[TO DO]
The response has to be every entry, printed word for word.

(Dataset records)

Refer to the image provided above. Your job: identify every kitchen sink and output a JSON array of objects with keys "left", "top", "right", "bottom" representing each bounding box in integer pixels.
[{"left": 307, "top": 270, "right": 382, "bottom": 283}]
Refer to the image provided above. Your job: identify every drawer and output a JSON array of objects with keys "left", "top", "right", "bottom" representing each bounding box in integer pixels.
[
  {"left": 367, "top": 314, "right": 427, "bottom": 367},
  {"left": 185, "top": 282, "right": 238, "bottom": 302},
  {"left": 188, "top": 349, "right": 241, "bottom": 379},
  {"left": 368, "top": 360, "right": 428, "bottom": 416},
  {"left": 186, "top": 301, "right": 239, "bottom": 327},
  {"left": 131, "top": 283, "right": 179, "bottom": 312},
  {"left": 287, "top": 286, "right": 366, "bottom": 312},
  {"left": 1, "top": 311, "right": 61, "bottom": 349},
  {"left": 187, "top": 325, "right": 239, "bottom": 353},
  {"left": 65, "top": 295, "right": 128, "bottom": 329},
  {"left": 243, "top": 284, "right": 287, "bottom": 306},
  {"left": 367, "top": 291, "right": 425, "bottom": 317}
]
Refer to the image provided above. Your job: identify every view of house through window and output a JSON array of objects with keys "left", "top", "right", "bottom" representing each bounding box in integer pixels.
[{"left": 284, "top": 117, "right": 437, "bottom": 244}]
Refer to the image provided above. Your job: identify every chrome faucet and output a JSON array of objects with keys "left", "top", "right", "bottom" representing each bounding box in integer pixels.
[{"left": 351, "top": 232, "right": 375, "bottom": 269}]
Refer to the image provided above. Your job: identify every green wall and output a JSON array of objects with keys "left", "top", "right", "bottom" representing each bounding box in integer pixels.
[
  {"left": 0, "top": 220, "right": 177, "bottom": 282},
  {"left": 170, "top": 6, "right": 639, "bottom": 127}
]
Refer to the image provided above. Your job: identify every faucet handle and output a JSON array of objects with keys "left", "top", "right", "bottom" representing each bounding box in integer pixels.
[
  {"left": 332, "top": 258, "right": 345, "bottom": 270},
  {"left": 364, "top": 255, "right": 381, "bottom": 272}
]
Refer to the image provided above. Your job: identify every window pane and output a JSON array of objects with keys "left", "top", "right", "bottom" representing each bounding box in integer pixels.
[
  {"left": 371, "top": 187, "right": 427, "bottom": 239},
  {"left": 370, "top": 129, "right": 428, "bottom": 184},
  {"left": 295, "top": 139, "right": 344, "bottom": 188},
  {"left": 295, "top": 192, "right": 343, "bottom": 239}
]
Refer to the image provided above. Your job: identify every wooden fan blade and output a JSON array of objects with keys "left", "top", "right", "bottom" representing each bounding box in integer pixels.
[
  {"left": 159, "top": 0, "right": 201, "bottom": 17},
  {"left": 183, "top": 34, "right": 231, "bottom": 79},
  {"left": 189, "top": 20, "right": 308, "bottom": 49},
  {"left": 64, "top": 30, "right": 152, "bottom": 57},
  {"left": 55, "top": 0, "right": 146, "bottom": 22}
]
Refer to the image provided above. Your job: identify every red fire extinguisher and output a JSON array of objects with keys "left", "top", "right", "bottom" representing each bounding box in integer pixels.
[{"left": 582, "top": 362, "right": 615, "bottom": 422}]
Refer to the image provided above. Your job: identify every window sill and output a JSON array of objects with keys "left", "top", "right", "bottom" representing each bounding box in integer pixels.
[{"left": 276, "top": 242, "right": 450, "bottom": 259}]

[YOUR SOLUTION]
Refer to the image provided above. Your job: identify every kitchen sink and output a JSON array of objects with keys "left", "top", "right", "bottom" representing each bounding box in integer pixels.
[{"left": 307, "top": 270, "right": 382, "bottom": 283}]
Refer to the image provided above. Your job: identify every drawer and output a JSON array of objects with keys "left", "top", "right", "bottom" representing each bounding box in integer pixels.
[
  {"left": 367, "top": 314, "right": 427, "bottom": 367},
  {"left": 185, "top": 282, "right": 238, "bottom": 302},
  {"left": 188, "top": 349, "right": 241, "bottom": 379},
  {"left": 368, "top": 360, "right": 428, "bottom": 416},
  {"left": 186, "top": 301, "right": 239, "bottom": 327},
  {"left": 131, "top": 283, "right": 179, "bottom": 312},
  {"left": 287, "top": 286, "right": 366, "bottom": 312},
  {"left": 1, "top": 311, "right": 61, "bottom": 349},
  {"left": 187, "top": 325, "right": 239, "bottom": 353},
  {"left": 65, "top": 295, "right": 128, "bottom": 329},
  {"left": 243, "top": 284, "right": 287, "bottom": 306},
  {"left": 367, "top": 291, "right": 425, "bottom": 317}
]
Refer to the image provided above. Your job: identify every view of house through window and output a JSON array of objects with keys "left", "top", "right", "bottom" representing each bounding box in integer pixels.
[{"left": 284, "top": 117, "right": 437, "bottom": 244}]
Refer to the image provided above. Your job: identify every chrome faucet and output a JSON array of objects with keys "left", "top", "right", "bottom" representing each bounding box in integer pixels.
[{"left": 351, "top": 232, "right": 375, "bottom": 269}]
Refer to the image provided above. Your job: identify every green wall and output a JSON array of objects with keys "left", "top", "right", "bottom" representing each bounding box in integer pixels.
[
  {"left": 0, "top": 220, "right": 177, "bottom": 282},
  {"left": 170, "top": 6, "right": 639, "bottom": 127}
]
Refer to the image provided above. Your job: identify every faucet handle and output a JSON array of objects with keys "left", "top", "right", "bottom" representing each bounding box in integer pixels.
[
  {"left": 332, "top": 258, "right": 345, "bottom": 270},
  {"left": 364, "top": 255, "right": 381, "bottom": 272}
]
Refer to the image provided above. Your job: identify every window pane and output a JSON array of objects with keys "left", "top", "right", "bottom" representing each bounding box in integer pixels.
[
  {"left": 371, "top": 187, "right": 427, "bottom": 239},
  {"left": 370, "top": 129, "right": 428, "bottom": 184},
  {"left": 295, "top": 139, "right": 344, "bottom": 188},
  {"left": 295, "top": 192, "right": 343, "bottom": 239}
]
Refer to the image provided above. Your job: identify every wooden fan blade and output a JSON array of objects with keys "left", "top", "right", "bottom" representing each bounding box in integer pixels.
[
  {"left": 159, "top": 0, "right": 201, "bottom": 17},
  {"left": 183, "top": 34, "right": 231, "bottom": 79},
  {"left": 189, "top": 20, "right": 308, "bottom": 49},
  {"left": 64, "top": 30, "right": 152, "bottom": 57},
  {"left": 55, "top": 0, "right": 146, "bottom": 22}
]
Refer to the image provided above. Your job: identify every red fire extinguisher and output a JSON array of objects with keys "left", "top", "right", "bottom" representing each bounding box in integer pixels.
[{"left": 582, "top": 362, "right": 615, "bottom": 422}]
Refer to the image provided above. Your job: identify every window sill and output a JSON array of objects with keys "left", "top", "right", "bottom" representing each bounding box in integer pixels.
[{"left": 276, "top": 242, "right": 450, "bottom": 259}]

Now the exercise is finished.